**Text block**
= = = =

MMO: Derek Jeter is also a great player, a first-ballot Hall of Famer.

Dunn: Yes growing up as a New Yorker it’s hard not to root for those guys.

MMO: Yup. What sports did you play as a kid?

Dunn: I played a little bit of everything. Soccer, basketball, football, baseball, but I was focused on baseball. I was always at the batting cage with my Dad at night after I did my homework.  If there was a baseball game I was going there, not other sports.

MMO: What position did you play as a high schooler?

Dunn: Shortstop, pitcher but honestly anywhere in the infield and I pitched.

MMO: Were you a right-handed batter or a left-handed batter?

Dunn: My friends actually made fun of me because I hit switch, but I did that in my senior year and then I didn’t really try it in college and I only hit right because they were throwing harder so I took lefty away.

MMO: So maybe you will be a good hitting pitcher when you come up.

Dunn: Hopefully.

MMO: Yup. There has been a video of you and Trevor Hoffman talking the mechanics of the changeup.  How special was it to meet a Hall-of-Famer like Trevor and how vital can those tips be for you in the future?

Dunn: Getting a chance to meet Trevor was amazing. It wasn’t planned, I was just blessed to meet a Hall-of-Famer.

I was down in Jupiter, Florida coaching for Perfect Game, and I saw him with my friend Smokey, we were walking by him and I said, that’s Trevor Hoffman and I would love to talk to him so Smokey said go talk to him so I said back, “if I had a baseball I would probably go ask him about his changeup but I don’t have one so let’s leave him alone because he looks like he is in a conversation.”

 Next thing you know, my buddy comes up with a baseball and he says, “here you go, go ask him.” I usually don’t get nervous easily but when I got a chance to talk to a Hall-of-Famer I got a little nervous. I walked passed him again and finally worked up the courage to go talk to him. He was a great guy. He was very open, very open to talk about the changeup and show his grip.

I actually didn’t know that someone was videoing it till afterwards, which actually was great so I could go back and listen to what he told me and make sure I didn’t miss anything.  But to get a chance to learn the pitch that everyone says is the next step of my development from who arguably had the best changeup in baseball, you talk about Mariano being a closer with one pitch, Mariano the cutter and Trevor the changeup so to be able to learn from him was pretty special.

= = = =

Rows of box annotation data:
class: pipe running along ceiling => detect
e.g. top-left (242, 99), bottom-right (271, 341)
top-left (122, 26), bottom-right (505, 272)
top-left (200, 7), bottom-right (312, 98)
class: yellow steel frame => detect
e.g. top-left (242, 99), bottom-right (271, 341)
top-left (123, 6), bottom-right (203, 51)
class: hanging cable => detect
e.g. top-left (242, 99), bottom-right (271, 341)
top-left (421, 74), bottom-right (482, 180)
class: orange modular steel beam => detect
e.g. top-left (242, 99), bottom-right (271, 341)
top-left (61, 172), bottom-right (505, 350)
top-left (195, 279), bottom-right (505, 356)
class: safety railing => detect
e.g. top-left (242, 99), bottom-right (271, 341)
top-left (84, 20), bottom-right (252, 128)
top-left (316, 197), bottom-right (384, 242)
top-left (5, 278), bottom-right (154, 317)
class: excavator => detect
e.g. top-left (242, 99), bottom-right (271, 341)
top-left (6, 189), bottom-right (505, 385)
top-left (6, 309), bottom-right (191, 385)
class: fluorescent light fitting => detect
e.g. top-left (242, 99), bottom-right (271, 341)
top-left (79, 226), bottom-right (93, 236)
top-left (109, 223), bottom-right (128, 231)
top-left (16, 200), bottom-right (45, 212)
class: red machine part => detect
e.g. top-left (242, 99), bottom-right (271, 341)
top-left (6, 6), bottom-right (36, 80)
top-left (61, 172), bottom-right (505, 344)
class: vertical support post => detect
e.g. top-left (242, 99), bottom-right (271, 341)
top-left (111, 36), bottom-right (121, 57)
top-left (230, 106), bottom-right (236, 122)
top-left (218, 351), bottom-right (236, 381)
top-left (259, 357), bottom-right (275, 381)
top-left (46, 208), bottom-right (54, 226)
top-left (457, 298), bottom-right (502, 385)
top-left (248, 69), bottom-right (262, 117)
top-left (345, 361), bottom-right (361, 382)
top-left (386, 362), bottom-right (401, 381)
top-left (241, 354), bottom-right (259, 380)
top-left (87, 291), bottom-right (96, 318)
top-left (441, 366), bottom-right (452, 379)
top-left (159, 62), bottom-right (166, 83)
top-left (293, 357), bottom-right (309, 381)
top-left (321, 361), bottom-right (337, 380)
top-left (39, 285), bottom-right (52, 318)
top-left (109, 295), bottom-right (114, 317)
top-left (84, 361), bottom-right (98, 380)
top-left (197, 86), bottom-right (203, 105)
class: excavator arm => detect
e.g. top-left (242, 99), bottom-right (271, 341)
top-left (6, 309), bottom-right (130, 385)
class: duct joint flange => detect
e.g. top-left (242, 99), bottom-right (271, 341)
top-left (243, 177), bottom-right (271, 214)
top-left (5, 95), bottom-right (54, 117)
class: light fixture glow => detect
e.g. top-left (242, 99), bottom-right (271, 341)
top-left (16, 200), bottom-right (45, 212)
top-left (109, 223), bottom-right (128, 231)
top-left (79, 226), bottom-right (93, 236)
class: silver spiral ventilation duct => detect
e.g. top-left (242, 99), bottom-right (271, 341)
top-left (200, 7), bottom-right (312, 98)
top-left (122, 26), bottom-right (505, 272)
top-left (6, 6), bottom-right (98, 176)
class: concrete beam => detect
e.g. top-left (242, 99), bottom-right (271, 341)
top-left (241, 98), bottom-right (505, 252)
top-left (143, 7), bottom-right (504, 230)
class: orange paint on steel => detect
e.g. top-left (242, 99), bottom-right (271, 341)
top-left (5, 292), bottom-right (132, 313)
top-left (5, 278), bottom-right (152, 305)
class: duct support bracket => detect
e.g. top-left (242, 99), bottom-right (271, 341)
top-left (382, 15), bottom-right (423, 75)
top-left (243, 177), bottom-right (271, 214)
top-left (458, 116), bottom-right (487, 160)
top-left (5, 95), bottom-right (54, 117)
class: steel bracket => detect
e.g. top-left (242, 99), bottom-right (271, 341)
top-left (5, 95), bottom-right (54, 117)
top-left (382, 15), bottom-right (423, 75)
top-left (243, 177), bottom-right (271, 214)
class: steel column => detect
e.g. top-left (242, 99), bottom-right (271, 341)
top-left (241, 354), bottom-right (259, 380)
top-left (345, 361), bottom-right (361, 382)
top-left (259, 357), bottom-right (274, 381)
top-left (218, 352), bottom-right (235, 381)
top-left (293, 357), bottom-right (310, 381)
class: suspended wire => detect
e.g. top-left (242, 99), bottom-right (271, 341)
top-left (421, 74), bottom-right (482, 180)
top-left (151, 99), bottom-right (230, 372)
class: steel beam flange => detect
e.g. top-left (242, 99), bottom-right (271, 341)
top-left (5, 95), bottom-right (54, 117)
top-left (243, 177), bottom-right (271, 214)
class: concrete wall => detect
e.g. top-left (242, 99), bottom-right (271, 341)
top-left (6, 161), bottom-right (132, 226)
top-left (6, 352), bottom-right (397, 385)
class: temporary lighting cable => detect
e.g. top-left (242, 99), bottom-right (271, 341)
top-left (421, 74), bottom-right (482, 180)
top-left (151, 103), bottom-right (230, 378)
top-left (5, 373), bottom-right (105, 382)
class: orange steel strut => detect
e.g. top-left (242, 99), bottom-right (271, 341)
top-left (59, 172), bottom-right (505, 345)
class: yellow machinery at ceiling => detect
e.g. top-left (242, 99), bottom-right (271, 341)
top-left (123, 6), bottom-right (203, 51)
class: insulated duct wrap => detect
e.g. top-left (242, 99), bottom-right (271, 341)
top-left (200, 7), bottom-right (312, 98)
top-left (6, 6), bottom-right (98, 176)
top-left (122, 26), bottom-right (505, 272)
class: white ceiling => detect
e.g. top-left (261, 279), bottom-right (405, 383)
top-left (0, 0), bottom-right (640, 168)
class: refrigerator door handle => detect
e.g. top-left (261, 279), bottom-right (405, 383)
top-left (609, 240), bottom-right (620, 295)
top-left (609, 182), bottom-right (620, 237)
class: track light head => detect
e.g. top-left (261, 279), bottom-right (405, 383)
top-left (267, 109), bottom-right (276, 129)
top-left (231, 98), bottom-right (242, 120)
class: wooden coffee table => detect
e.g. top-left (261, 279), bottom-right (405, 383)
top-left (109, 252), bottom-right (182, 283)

= = = =

**Problem set**
**A.** Can you summarize the interview in two sentences?
**B.** Could you reproduce the portion of the interview between "MMO: What position" and "Dunn: Hopefully.", inclusive?
These data come from a separate source.

**In response**
**A.** Dunn says he played several sports as a kid but focused on baseball, playing shortstop, pitcher and anywhere in the infield in high school, and switch-hitting in his senior year before hitting only right-handed in college. He also describes nervously approaching Hall-of-Famer Trevor Hoffman in Jupiter, Florida, after a friend brought him a baseball, and calls learning about the changeup from Hoffman pretty special.

**B.**
MMO: What position did you play as a high schooler?

Dunn: Shortstop, pitcher but honestly anywhere in the infield and I pitched.

MMO: Were you a right-handed batter or a left-handed batter?

Dunn: My friends actually made fun of me because I hit switch, but I did that in my senior year and then I didn’t really try it in college and I only hit right because they were throwing harder so I took lefty away.

MMO: So maybe you will be a good hitting pitcher when you come up.

Dunn: Hopefully.